Seu objetivo
Extraia, sem nenhuma alteração, o trecho do texto sobre recursos contra decisões monocráticas que começa em "9. Especificamente quanto" e vai até "DA LEI 8.038/90.", incluindo essas últimas palavras.

Texto para leitura
►

7. Há, ademais, decisões do e. Superior Tribunal de Justiça no mesmo sentido do acórdão mencionado, como se vê das seguintes ementas:

“PROCESSUAL CIVIL. AGRAVO REGIMENTAL. AGRAVO DE INSTRUMENTO PARA O STJ. CABIMENTO. HIPÓTESE TAXATIVAMENTE ELENCADA NO CPC, NO RISTJ.

1. Contra decisão monocrática proferida por membro de Tribunal local cabe a interposição de Agravo Interno para o colegiado daquela Corte. Incabível o manejo de Agravo de Instrumento do CPC, art. 522, para este STJ, porquanto fora da hipótese de cabimento do recurso para esta Corte, taxativamente elencada pelo CPC, art. 544 e pelo RISTJ.

2. Agravo Regimental não provido.” (AGA 367105/SP, 5ª T., STJ, Rel. Min. Edson Vidigal, j. 20.3.2001, DJ 7.5.2001).

“PROCESSUAL CIVIL. EMBARGOS DE DECLARAÇÃO. AGRAVO DE INSTRUMENTO INTERPOSTO CONTRA DECISÃO MONOCRÁTICA. IMPOSSIBILIDADE. JULGAMENTO COMO AGRAVO REGIMENTAL. INTELIGÊNCIA DOS ARTIGOS 544 E 557 DO CPC.

1. Enquanto o agravo de instrumento tem cabimento apenas contra decisão do Presidente do Tribunal a quo que, em sede de juízo de admissibilidade, impede o processamento do recurso especial; o regimental é cabível contra decisão monocrática do relator que nega seguimento a recurso manifestamente inadmissível, improcedente, prejudicado ou em confronto com súmula ou com jurisprudência dominante do respectivo tribunal, do STF ou de Tribunal Superior.

2. Embargos de declaração rejeitados.” (EARESP 246987/SC, 6ª T., STJ, Rel. Min. Vicente Leal, j. 5.4.2001, DJ 28.5.2001, p. 214).

8. Aliás, pensar-se de maneira diversa conduziria à inusitada situação em que jurisdicionados seriam liminarmente privados dos seus direitos essenciais, sem que órgãos colegiados dos Tribunais Regionais Federais tivessem meios de rever os pronunciamentos monocráticos dos seus integrantes. Se nenhuma ameaça a direito pode ser afastada da apreciação judicial, seria patentemente nula a interpretação que admitisse a irrecorribilidade de decisões lesivas ao interesse de determinado sujeito da relação processual (C.F., art. 5o, inciso XXXV).

PÁ DE CAL

9. Especificamente quanto ao cabimento de agravo interno neste e. TRF da 1ª Região, recentíssima decisão do egrégio STJ dispôs especificamente sobre a matéria, nos seguintes termos:

“RECURSO ESPECIAL. AGRAVO DE INSTRUMENTO. DECISÃO MONOCRÁTICA. AGRAVO REGIMENTAL. CABIMENTO. APLICAÇÃO DO ART. 39 DA LEI 8.038/90.

◄

Dados fornecidos
►

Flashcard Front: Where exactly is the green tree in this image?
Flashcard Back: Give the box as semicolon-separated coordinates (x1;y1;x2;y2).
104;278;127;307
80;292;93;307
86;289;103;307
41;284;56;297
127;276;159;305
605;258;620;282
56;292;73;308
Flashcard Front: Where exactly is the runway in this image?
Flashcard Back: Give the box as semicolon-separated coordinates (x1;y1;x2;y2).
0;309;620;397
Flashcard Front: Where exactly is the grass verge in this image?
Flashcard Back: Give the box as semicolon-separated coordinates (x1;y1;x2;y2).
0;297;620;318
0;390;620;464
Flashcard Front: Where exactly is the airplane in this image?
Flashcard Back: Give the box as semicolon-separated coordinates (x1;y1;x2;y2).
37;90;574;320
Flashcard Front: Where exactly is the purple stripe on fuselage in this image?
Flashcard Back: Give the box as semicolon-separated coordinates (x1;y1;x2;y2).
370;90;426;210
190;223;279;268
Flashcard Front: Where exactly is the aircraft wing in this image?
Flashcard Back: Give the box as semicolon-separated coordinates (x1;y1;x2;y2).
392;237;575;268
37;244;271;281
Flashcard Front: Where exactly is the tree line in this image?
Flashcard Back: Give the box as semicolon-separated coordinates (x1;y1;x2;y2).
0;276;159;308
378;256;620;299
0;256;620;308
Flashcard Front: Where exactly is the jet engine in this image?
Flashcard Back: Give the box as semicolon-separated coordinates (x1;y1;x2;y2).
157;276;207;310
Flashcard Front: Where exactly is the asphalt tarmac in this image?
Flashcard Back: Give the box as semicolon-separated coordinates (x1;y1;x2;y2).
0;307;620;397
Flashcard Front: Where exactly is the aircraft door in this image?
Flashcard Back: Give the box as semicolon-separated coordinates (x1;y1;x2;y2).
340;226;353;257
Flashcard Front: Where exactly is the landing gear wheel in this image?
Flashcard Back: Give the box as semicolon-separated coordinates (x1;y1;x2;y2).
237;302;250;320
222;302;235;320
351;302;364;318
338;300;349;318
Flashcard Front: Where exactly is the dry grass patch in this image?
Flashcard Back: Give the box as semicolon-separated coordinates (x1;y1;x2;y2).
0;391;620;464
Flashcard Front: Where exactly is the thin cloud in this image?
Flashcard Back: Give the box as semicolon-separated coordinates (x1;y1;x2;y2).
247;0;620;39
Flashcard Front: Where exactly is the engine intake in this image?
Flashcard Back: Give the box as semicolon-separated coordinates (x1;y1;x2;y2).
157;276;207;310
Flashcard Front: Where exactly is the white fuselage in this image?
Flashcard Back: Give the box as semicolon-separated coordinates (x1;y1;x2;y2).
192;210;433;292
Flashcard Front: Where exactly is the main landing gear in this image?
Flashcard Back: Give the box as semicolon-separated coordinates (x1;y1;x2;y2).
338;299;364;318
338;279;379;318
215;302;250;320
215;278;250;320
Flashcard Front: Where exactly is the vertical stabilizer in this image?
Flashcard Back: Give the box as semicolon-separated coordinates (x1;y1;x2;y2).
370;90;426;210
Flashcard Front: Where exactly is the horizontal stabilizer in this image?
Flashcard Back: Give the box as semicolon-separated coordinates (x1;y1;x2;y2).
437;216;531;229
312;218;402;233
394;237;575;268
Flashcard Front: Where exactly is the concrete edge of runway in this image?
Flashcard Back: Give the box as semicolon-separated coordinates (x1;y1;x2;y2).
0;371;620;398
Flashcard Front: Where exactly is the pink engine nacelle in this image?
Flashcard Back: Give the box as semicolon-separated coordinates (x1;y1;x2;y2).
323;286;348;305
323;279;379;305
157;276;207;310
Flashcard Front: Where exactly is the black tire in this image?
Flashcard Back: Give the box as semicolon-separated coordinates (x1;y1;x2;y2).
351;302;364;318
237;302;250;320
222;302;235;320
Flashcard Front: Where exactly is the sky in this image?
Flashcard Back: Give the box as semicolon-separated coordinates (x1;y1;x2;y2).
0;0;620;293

◄
►

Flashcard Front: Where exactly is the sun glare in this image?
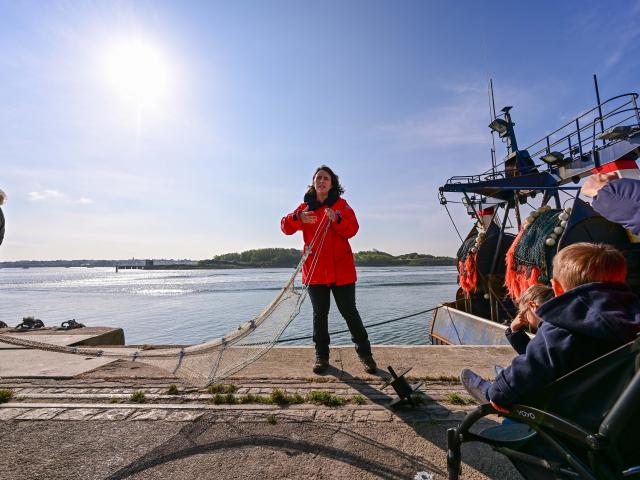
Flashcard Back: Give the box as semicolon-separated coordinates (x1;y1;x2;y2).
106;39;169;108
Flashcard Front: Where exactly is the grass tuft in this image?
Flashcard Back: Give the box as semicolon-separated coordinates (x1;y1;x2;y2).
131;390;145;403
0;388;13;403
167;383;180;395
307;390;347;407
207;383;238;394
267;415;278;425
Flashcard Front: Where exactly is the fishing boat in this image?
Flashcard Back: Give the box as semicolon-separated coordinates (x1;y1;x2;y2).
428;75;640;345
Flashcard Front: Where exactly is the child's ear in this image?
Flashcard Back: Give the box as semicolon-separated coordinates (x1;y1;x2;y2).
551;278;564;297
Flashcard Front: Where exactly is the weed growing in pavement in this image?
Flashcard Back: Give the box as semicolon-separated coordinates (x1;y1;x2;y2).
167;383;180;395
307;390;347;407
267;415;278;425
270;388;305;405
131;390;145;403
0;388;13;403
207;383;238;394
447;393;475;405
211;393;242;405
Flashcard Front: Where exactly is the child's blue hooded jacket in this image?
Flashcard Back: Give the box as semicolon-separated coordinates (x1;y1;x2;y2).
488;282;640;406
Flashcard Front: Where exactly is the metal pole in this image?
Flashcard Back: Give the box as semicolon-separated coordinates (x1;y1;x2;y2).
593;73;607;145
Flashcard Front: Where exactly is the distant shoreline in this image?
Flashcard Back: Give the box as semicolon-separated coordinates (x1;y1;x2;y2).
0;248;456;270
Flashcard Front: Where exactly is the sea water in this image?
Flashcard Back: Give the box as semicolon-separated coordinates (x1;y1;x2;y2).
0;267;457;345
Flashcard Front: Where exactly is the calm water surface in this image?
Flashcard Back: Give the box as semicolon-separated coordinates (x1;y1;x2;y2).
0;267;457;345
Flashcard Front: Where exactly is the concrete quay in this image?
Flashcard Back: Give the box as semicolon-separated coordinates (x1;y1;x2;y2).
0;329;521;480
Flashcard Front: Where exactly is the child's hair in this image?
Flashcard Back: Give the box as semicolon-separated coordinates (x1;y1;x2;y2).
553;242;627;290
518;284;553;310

◄
►

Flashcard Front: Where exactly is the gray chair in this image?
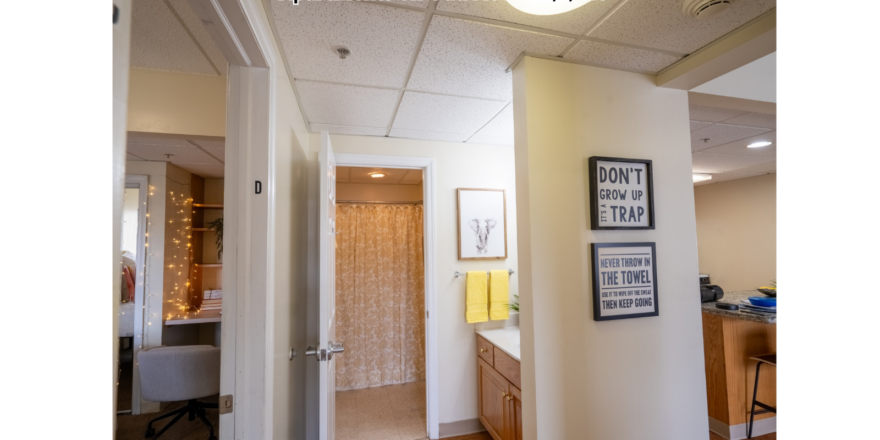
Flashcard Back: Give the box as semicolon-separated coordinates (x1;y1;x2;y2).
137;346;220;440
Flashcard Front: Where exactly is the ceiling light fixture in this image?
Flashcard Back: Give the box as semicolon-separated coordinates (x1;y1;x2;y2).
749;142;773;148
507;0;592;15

◄

Resultado da tarefa
9. Especificamente quanto ao cabimento de agravo interno neste e. TRF da 1ª Região, recentíssima decisão do egrégio STJ dispôs especificamente sobre a matéria, nos seguintes termos:

“RECURSO ESPECIAL. AGRAVO DE INSTRUMENTO. DECISÃO MONOCRÁTICA. AGRAVO REGIMENTAL. CABIMENTO. APLICAÇÃO DO ART. 39 DA LEI 8.038/90.